- **SELECTED TEXT**
The Novak–Tyson model, first published in the paper titled "Numerical analysis of a comprehensive model of M-phase control in Xenopus oocyte extracts and intact embryos", builds on the Goldbeter and Tyson 1991 models in order to generate a unifying theory, encapsulating the observed dynamics of the cyclin-MPF relationship.

== Model ==
The model proposes a complex set of feedback relationships that are mathematically defined by a series of rate constants and ordinary differential equations. It employs concepts seen in the previous models such as stoichiometric binding of Cdc2 and cyclin B, positive feedback loops through Cdc25 and Wee1, and delayed activation by MPF of the APC, but includes additional reactions such as that of Wee1 and Cdc25. The result is a non-linear dynamic system with a similar S-shaped curve from Tyson's 1991 model. In the process, this model makes four key predictions.

=== Discontinuous bistable hysteresis ===
According to the Novak–Tyson model, rather than describing Solomon's observations as a sigmoidal switch as seen in the Goldbeter model, the threshold behavior of cyclin concentration dependent MPF activity is instead, a discontinuity of a bistable system. Moreover, due to the S-shape dynamics, the Novak–Tyson model additionally predicts that the cyclin concentration threshold for activation is higher than the cyclin concentration threshold for inactivation; that is, this model predicts a dynamically hysteretic behavior.

=== Critical slowing down ===
Since the Novak–Tyson model predicts that the observed threshold is actually a discontinuity in the system dynamics, it additionally predicts a critical slowing down behavior near the threshold, which is a characteristic behavior of discontinuous bistable systems.

=== Biochemical regulation ===
Since the model predicts that MPF activation at the interphase-to-mitosis transition is governed by the turning point of an S-shaped curve, Novak and Tyson suggest that transition-delaying checkpoint signals biochemically move the turning point to larger values of cyclin B concentration.

- **WORK REQUEST A**
From the Novak–Tyson model text, return the passage from "The Novak–Tyson model, first" up to and including "the cyclin-MPF relationship.".
- **WORK REQUEST B**
In the Novak–Tyson model text, what do Novak and Tyson suggest that transition-delaying checkpoint signals do?
- **WORK REQUEST C**
Write what comes next in the Novak–Tyson model text, picking up after its final sentence.

- **Image-grounded pointing data**

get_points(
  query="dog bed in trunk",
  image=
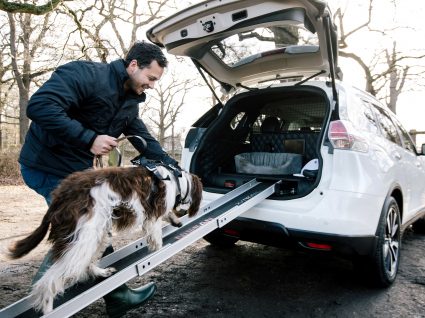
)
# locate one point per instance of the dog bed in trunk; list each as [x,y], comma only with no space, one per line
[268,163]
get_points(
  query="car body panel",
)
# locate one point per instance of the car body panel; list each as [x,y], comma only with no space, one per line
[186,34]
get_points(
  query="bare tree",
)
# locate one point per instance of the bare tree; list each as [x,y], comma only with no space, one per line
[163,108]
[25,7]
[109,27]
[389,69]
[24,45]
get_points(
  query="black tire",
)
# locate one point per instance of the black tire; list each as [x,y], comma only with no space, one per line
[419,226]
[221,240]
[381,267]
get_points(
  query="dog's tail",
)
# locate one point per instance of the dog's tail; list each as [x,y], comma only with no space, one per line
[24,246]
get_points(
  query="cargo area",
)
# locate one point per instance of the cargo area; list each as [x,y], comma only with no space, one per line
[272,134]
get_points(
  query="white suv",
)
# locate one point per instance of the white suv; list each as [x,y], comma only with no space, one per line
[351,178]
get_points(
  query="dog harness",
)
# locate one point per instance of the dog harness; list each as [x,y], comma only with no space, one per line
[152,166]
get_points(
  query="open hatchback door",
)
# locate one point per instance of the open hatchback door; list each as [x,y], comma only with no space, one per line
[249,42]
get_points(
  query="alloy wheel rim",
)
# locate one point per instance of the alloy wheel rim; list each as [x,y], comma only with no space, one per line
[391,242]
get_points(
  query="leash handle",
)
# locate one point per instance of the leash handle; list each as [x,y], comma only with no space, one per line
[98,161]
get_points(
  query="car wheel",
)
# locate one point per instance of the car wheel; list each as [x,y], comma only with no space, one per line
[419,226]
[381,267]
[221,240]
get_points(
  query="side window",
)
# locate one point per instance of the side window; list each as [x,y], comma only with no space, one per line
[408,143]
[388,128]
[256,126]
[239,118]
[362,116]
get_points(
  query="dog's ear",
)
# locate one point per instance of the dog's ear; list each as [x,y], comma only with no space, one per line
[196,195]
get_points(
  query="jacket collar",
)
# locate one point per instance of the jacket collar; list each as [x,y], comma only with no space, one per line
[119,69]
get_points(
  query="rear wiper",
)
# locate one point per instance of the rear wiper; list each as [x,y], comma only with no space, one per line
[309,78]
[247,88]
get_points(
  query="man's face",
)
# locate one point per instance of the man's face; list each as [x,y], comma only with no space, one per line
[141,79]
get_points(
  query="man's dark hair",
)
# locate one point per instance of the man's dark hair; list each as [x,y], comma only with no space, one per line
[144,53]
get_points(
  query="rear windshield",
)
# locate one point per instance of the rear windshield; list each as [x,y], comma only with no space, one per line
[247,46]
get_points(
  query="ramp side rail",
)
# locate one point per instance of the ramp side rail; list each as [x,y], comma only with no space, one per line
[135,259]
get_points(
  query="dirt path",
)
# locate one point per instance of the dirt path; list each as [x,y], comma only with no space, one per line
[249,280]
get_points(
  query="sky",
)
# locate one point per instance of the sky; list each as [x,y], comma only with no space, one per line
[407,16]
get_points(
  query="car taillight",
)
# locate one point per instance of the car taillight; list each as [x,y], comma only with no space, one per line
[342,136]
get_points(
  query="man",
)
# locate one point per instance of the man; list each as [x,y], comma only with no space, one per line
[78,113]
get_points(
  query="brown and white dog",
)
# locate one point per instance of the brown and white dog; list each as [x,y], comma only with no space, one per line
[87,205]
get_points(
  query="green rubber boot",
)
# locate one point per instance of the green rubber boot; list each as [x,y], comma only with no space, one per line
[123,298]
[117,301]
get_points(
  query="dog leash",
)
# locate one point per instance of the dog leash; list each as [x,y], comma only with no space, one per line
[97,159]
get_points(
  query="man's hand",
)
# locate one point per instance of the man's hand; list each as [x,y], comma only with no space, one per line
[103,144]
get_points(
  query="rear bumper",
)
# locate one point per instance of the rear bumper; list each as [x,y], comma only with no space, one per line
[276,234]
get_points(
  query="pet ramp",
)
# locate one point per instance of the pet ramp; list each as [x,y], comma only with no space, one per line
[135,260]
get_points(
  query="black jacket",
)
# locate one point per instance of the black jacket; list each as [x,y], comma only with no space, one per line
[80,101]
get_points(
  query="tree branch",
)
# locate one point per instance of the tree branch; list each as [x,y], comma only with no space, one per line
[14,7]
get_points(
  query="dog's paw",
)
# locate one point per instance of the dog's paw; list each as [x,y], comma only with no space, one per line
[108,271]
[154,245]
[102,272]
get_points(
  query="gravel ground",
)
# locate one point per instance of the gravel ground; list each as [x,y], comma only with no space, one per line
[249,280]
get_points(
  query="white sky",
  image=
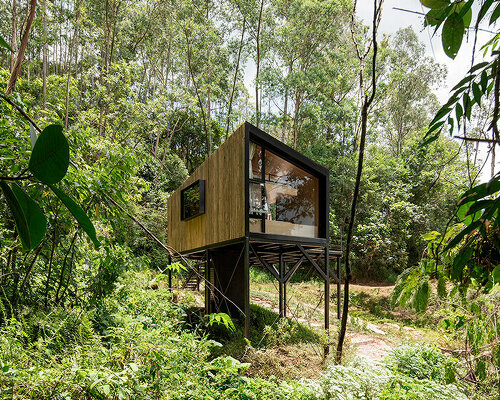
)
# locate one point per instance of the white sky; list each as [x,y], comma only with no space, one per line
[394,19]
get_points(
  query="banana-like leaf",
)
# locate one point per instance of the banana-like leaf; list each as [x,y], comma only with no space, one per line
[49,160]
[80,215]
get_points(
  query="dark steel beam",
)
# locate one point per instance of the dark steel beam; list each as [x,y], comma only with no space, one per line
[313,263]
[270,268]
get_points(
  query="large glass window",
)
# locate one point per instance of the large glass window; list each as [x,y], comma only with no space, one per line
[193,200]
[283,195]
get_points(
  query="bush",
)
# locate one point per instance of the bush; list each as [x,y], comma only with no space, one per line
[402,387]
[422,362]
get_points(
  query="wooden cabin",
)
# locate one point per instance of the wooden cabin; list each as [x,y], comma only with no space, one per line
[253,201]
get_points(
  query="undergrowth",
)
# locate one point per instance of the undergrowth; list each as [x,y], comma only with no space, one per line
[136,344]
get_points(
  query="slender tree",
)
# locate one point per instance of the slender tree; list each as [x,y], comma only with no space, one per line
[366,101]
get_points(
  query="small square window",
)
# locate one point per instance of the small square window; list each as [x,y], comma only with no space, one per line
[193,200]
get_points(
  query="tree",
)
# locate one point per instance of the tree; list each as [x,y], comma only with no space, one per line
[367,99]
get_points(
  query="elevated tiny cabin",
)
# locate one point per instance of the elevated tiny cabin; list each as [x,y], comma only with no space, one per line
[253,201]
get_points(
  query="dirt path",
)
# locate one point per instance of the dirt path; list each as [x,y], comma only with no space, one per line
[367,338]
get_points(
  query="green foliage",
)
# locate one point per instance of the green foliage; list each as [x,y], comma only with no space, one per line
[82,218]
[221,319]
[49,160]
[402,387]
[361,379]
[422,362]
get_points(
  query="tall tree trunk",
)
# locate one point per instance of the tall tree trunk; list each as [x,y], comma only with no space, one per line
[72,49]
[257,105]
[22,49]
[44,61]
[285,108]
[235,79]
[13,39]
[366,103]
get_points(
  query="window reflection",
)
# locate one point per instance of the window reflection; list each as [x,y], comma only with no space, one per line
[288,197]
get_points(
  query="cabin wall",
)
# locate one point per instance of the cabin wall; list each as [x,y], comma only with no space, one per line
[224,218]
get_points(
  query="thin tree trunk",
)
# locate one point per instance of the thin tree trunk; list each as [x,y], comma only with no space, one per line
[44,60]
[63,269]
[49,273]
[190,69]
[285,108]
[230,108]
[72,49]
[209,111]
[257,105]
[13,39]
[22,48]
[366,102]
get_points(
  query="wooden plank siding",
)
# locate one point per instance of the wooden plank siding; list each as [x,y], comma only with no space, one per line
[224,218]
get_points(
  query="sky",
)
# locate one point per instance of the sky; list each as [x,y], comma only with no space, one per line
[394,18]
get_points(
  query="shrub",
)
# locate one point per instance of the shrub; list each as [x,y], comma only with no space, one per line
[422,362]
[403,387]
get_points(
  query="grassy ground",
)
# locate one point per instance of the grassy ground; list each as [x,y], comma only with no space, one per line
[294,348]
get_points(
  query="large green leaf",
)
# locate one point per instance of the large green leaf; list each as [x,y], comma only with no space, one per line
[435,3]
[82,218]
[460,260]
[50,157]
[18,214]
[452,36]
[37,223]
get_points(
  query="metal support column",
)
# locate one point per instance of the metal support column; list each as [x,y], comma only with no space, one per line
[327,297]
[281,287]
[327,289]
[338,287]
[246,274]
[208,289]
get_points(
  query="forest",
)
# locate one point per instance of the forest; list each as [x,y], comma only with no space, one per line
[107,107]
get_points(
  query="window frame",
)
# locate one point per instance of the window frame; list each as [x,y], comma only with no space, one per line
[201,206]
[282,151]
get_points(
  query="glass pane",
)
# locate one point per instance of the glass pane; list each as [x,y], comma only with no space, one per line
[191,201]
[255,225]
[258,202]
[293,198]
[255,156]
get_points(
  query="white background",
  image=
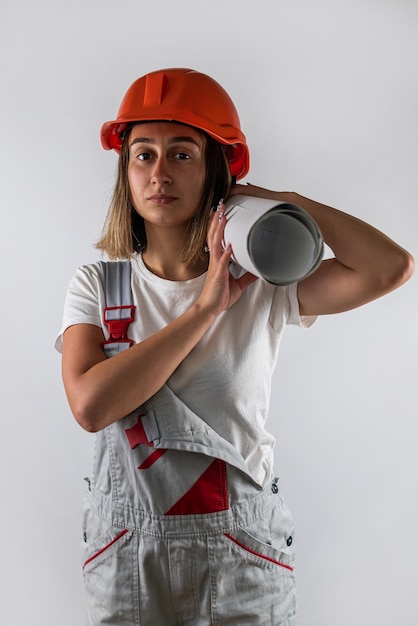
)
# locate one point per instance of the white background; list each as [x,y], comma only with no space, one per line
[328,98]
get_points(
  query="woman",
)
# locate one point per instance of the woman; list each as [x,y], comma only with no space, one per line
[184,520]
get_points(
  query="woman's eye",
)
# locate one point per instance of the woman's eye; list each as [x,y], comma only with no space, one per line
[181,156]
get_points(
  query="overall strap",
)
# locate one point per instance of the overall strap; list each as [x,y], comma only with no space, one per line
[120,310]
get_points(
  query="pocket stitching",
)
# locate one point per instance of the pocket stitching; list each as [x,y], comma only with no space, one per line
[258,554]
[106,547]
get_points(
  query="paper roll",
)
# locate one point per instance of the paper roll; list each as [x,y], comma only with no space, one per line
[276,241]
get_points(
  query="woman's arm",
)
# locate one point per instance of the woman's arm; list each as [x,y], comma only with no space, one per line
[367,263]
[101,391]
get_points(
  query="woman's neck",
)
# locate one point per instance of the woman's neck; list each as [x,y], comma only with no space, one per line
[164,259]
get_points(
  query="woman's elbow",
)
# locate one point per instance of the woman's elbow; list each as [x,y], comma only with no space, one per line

- **EXPECTED ANSWER A**
The Novak–Tyson model, first published in the paper titled "Numerical analysis of a comprehensive model of M-phase control in Xenopus oocyte extracts and intact embryos", builds on the Goldbeter and Tyson 1991 models in order to generate a unifying theory, encapsulating the observed dynamics of the cyclin-MPF relationship.

- **EXPECTED ANSWER B**
They biochemically move the turning point of the S-shaped curve to larger values of cyclin B concentration.

- **EXPECTED ANSWER C**
=== Phosphatase regulation ===
Novak and Tyson predict that unreplicated DNA interferes with M-phase initiation by activating the phosphatases that oppose MPF in the positive feedback loops. This prediction suggests a possible role for regulated serine/threonine protein phosphatases in cell cycle control.

== Model validation ==
At the time of publishing, the predictions from the paper were all experimentally untested and were based only off the signal pathways and mathematical modeling proposed by Novak and Tyson. However, since then, two papers have experimentally validated three of the four predictions listed above, namely the discontinuous bistable hysteresis, critical slowing down, and biochemical regulation predictions.

== Weaknesses ==
According to the Novak and Tyson, this model, as with any biologically detailed, mathematically driven model, is heavily reliant on parameter estimation, especially given the mathematical complexity for this particular model. Ultimately these parameters are fit to experimental data, which is inherently susceptible to the compounded reliability of various experiments measuring various parameters.